Exercise goal: How many lines of the listing below contain the string "brown", counting only matches with the same case? Reply with the number alone.

Data provided:

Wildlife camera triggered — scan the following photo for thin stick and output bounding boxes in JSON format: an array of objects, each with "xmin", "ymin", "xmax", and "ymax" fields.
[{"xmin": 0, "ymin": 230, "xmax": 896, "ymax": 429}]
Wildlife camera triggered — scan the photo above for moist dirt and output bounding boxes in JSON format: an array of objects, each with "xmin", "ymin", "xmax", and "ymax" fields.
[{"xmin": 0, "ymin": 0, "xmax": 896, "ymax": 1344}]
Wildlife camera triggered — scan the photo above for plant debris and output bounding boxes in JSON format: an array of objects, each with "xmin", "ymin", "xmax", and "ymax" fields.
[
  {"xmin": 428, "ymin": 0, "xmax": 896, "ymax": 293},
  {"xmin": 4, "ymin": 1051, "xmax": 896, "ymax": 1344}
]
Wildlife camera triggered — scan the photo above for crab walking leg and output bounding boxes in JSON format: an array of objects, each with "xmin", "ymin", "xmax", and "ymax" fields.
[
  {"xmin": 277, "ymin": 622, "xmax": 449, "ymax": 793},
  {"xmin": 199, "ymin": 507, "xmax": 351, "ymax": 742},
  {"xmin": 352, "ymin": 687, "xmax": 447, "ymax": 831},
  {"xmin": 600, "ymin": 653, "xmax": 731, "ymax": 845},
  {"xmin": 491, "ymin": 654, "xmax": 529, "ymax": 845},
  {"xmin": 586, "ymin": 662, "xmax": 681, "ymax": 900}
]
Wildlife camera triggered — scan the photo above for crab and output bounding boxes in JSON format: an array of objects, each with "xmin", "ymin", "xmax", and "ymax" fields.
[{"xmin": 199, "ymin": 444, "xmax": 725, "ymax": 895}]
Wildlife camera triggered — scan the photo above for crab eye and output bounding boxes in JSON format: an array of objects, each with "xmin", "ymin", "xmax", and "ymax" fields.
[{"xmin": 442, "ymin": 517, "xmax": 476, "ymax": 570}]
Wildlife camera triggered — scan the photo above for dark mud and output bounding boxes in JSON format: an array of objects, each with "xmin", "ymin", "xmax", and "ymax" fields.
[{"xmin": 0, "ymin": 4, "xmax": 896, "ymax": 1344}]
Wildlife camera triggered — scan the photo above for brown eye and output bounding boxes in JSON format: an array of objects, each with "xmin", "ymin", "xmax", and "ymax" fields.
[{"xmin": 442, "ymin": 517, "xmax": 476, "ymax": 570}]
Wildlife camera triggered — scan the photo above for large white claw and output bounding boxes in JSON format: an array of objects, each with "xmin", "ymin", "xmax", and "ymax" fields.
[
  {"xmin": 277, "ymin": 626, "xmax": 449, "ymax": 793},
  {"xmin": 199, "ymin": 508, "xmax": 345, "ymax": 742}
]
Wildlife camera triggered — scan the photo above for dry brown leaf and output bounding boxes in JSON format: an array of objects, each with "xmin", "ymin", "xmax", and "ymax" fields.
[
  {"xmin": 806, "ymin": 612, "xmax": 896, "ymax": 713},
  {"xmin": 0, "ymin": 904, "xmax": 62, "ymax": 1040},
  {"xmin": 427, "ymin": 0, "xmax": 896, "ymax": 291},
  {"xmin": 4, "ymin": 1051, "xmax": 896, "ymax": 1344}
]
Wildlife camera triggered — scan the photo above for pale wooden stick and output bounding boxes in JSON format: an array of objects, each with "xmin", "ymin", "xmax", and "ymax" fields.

Full response: 2